Given exercise
Below are some records: retype them all exactly, but not the pictures.

Data for this task

%%

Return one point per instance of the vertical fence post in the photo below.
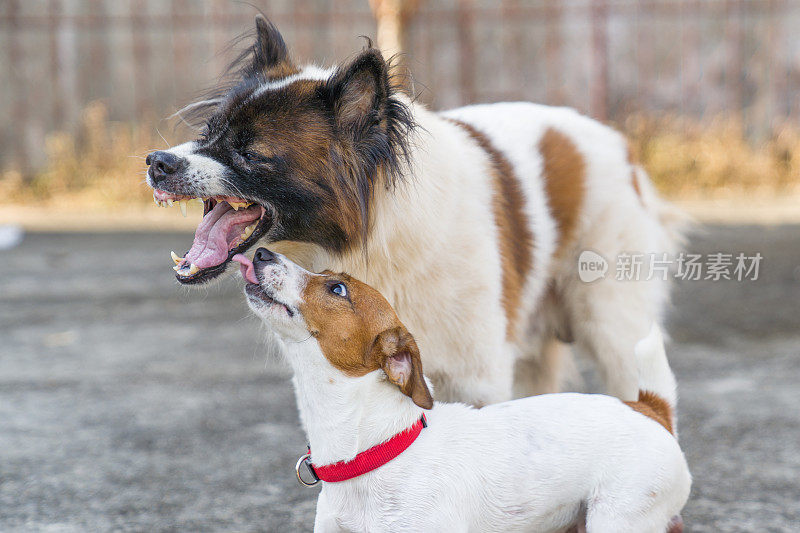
(140, 56)
(599, 85)
(466, 50)
(552, 52)
(53, 17)
(19, 111)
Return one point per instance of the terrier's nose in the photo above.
(162, 165)
(263, 255)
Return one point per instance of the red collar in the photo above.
(365, 461)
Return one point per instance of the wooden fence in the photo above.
(145, 58)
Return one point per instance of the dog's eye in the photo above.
(339, 290)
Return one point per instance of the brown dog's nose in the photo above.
(162, 165)
(263, 255)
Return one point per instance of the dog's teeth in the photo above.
(193, 269)
(249, 230)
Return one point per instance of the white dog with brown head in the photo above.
(555, 462)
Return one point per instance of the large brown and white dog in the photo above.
(469, 221)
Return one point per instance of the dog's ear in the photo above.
(270, 50)
(397, 354)
(359, 92)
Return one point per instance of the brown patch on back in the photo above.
(514, 233)
(653, 406)
(564, 172)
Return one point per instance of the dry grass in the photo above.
(690, 158)
(103, 165)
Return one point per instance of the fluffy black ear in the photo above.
(359, 92)
(270, 50)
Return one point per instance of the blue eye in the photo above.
(339, 290)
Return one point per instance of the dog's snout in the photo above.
(263, 256)
(163, 164)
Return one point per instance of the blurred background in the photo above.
(705, 90)
(128, 403)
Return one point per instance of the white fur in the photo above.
(538, 464)
(309, 72)
(433, 252)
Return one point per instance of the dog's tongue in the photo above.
(216, 233)
(246, 267)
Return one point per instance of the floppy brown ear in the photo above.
(397, 353)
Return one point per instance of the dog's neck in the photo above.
(344, 416)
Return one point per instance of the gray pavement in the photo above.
(128, 403)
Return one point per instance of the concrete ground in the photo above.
(128, 403)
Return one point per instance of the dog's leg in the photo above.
(545, 371)
(608, 317)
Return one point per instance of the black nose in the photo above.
(263, 255)
(163, 165)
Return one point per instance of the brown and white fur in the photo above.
(553, 462)
(469, 221)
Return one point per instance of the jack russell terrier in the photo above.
(392, 459)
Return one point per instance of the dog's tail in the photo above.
(658, 394)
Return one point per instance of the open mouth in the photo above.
(230, 226)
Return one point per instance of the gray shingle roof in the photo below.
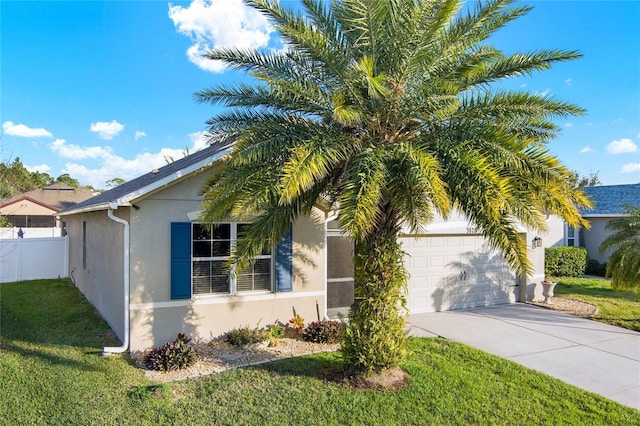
(138, 187)
(610, 199)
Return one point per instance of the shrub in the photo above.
(245, 335)
(565, 261)
(273, 333)
(297, 322)
(324, 331)
(596, 268)
(171, 356)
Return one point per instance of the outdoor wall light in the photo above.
(537, 242)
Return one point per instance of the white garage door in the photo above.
(456, 272)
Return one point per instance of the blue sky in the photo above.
(104, 89)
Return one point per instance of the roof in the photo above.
(610, 199)
(57, 197)
(126, 193)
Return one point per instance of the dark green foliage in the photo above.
(390, 113)
(276, 331)
(16, 179)
(324, 331)
(596, 268)
(565, 261)
(245, 335)
(623, 265)
(174, 355)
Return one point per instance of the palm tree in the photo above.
(623, 265)
(388, 111)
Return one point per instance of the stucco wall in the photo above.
(555, 237)
(102, 280)
(156, 319)
(593, 237)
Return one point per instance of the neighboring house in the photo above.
(140, 254)
(37, 208)
(608, 202)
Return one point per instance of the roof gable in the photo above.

%%

Response
Return one point per instance of the vertical fence post in the photo below.
(140, 56)
(599, 85)
(466, 50)
(552, 52)
(53, 17)
(19, 111)
Return one point per instance of the terrier's nose in the photo above.
(162, 165)
(263, 255)
Return one point per instance of the red collar in the photo above.
(365, 461)
Return one point per instance of the wooden fence in the photo above.
(145, 58)
Return one point per instance of the dog's eye in the photo above.
(339, 290)
Return one point per instance of the brown dog's nose in the photo above.
(162, 165)
(263, 255)
Return one point per instance of the dog's teeth in the photo above.
(193, 269)
(249, 230)
Return one point per instance of the white dog with brown head in the photo above.
(555, 462)
Return one point per instance of the large brown and white dog in the photo above.
(469, 221)
Return one point per instance of the dog's ear in the photo above.
(270, 50)
(397, 354)
(359, 92)
Return one point per instance of the brown patch on back in the photo above.
(514, 233)
(653, 406)
(564, 172)
Return one point per instance of the dry grass in the photo above.
(690, 158)
(103, 165)
Return one point per instance of the fluffy black ear in the photo above.
(359, 92)
(270, 50)
Return one point per instance of the blue eye in the photo above.
(339, 290)
Return one point per instance of the dog's snout in the photo above.
(263, 256)
(163, 164)
Return one point per instance of the blurred background in the photo above.
(705, 90)
(128, 403)
Return one point per instance of the white fur in the photo above.
(538, 464)
(309, 72)
(433, 252)
Return one point per instance of the dog's tongue in the photo above.
(216, 233)
(246, 267)
Return one point per instance of the floppy brown ear in the photo above.
(397, 353)
Return one point per instance of the dog's neck in the photo above.
(344, 416)
Return one point per instance of the gray pavement in the photo above.
(128, 403)
Return one point per instance of the concrete ground in the photo above.
(128, 403)
Return one point per instance of the dog's leg in the photo above.
(545, 371)
(608, 317)
Return one point per instance of the black nose in the photo above.
(263, 255)
(163, 165)
Return one point per instance of the brown and white fur in the photo above.
(553, 462)
(469, 221)
Return one point per instance of the jack russell terrier in the photo above.
(392, 459)
Return one point per instance of the dog's tail in the photo above.
(658, 394)
Return one point per instance of the open mouth in the photo above.
(230, 226)
Return one point per instance of the gray shingle roof in the photo below.
(138, 187)
(610, 199)
Return one point per instance of the shrub in the photo above.
(245, 335)
(565, 261)
(273, 333)
(297, 322)
(324, 331)
(596, 268)
(171, 356)
Return one point per instance of the outdoor wall light in the photo above.
(537, 242)
Return one point per instance of the white garage door in the photo above.
(456, 272)
Return one point per instance of the blue sky in the photo above.
(104, 89)
Return one point per instance of the roof in the photo above.
(610, 199)
(57, 197)
(126, 193)
Return one point per instance of the dark green foliage in the photo above.
(390, 113)
(276, 331)
(16, 179)
(324, 331)
(596, 268)
(565, 261)
(245, 335)
(623, 265)
(174, 355)
Return one point per instance of the palm tree in the photo above.
(623, 265)
(388, 111)
Return one point per instance of the stucco wall in the photo above.
(555, 237)
(102, 280)
(156, 319)
(593, 237)
Return one point per instance of the neighboring house in the photo above.
(140, 254)
(37, 208)
(608, 202)
Return one point per instance of the roof gable in the photo above.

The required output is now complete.